:: Text section ::
####################
Prisons function as a relatively isolated economic system (at least for inmates), one where cash is almost always banned. Don’t go by what old movies say about how payments operate behind those bars — smoking bans have spread to prisons, making tobacco less of an item of trade than such items as stamps and protein (especially packaged fish, according to reports and analysts).
Prisoners are usually required to buy at least some products for daily living in the prison commissary, or via approved methods that allow online purchases from outside retailers (often companies that focus on retail sales to inmates), and those payments are usually done by cards or other non-cash methods. For prisoners who receive income from relatives and friends, and through wages for prison labor, those funds are deposited into inmate accounts, which often have maximum limits. When it comes to those wages, the amounts vary state to state, but the typical range is between $0.33 and $1.41 per hour.
As one can imagine, prison is not absent of payments fraud, and that includes cons and thefts tied to digital retail and payments technology.
That was the case last year in the U.S, when the JPay service — an electronic payments, financial services and communications system, designed specifically for use inside prisons — was hacked by inmates in Idaho, who reportedly ran up more than $224,000 in improper credits to their prison accounts. In November, reports emerged about prisoners working since 2015 to rip off U.S military members, using online dating sites to con those consumers into wiring cash to inmates — a con not unlike those that are increasingly targeting senior citizens, as PYMNTS recently covered.
####################
Records from a dataset
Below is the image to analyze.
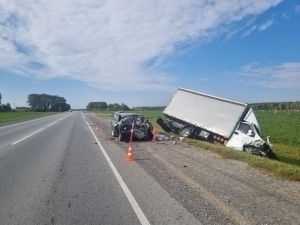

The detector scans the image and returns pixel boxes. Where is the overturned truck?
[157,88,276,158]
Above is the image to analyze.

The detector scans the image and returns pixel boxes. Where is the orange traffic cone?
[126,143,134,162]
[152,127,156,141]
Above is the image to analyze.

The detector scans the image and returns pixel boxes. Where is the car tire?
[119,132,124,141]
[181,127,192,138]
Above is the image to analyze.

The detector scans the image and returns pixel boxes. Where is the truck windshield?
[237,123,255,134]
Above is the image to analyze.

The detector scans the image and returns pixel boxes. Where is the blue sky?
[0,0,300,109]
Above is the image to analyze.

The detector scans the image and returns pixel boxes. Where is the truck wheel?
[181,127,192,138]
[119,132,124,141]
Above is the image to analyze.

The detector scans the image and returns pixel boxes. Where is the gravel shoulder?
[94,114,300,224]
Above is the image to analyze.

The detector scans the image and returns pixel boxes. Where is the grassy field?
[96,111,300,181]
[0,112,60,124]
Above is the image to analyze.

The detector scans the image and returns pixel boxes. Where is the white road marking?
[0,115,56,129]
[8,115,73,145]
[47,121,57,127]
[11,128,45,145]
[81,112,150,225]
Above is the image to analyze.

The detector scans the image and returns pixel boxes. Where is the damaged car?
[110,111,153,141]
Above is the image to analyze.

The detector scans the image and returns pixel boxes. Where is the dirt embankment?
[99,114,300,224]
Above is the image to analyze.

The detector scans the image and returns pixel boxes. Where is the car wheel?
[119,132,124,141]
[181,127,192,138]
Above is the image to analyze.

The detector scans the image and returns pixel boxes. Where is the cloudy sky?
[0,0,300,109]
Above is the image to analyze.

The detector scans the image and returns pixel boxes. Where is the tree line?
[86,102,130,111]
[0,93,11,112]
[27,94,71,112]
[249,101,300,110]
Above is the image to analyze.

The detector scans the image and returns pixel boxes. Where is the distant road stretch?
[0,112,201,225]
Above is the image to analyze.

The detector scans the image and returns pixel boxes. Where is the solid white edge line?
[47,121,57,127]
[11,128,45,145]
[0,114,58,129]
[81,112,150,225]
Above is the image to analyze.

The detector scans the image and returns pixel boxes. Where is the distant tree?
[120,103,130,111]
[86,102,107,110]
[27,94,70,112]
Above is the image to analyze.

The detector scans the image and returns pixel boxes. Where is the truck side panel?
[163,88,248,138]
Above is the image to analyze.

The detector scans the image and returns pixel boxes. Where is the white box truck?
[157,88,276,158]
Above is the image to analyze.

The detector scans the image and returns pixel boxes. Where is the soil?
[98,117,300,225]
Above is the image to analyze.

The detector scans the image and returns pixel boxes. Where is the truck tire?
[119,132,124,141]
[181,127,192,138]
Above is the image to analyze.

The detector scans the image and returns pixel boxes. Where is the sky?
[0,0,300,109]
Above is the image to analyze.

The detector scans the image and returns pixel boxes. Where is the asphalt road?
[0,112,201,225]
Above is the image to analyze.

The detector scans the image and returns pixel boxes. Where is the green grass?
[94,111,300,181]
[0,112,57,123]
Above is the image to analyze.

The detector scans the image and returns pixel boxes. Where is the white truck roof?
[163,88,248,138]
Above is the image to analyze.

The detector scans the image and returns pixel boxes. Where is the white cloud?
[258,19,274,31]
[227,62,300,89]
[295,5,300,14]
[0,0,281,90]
####################
:: Using the information ::
[a] Extract the part of the prison payments text starting at "As one can imagine, prison" and ending at "PYMNTS recently covered.".
[b] Extend the prison payments text past its last sentence.
The material above is separate from the prison payments text.

:: Expected responses ::
[a]
As one can imagine, prison is not absent of payments fraud, and that includes cons and thefts tied to digital retail and payments technology.
That was the case last year in the U.S, when the JPay service — an electronic payments, financial services and communications system, designed specifically for use inside prisons — was hacked by inmates in Idaho, who reportedly ran up more than $224,000 in improper credits to their prison accounts. In November, reports emerged about prisoners working since 2015 to rip off U.S military members, using online dating sites to con those consumers into wiring cash to inmates — a con not unlike those that are increasingly targeting senior citizens, as PYMNTS recently covered.

[b]
Additionally, as isolated as prisons are from the daily lives of most consumers, retail and payment trends do find their way into those institutions. Recent events in China and the U.K. demonstrated that.
Mobile and digital payments are making inroads into penitentiaries around the world. That’s not only for money going into prisons to help inmates purchase toiletries, foods and other products. The emerging trend also applies to funds going out of prisons — disbursements from prisoners who sometimes send home some of their wages for birthday gifts and other uses. The spread of digital payments within the world of prisons, however, is not without fraud.
The use of voice prints in prisons is reportedly raising civil rights concerns. That’s pretty much outside the scope of PYMNTS coverage, but is worthy of note. The rise of biometrics in payments and commerce — and the ongoing mainstreaming of facial recognition in particular — brings with it lawsuits and the whole scope of legal wrangling that will shape how those tools are used.
In late January, for instance, the Illinois Supreme Court ruled that a teen can sue Six Flags amusement park over the violation of an Illinois privacy law, in a case that could have repercussions for tech giants like Google and Facebook. That suit stems from the scan of a park visitor’s thumbprint for season pass entry. Were inmates or civil liberty organizations to file suit over the use of voice prints in prison, rulings made in those cases could also play a role in the use of biometrics in the days to come.
That’s in the future, and verges on the speculative. Yet, the news about voice prints and prison reminds us all that some of the technology and experiments that can one day influence retail and payments come from unlikely places.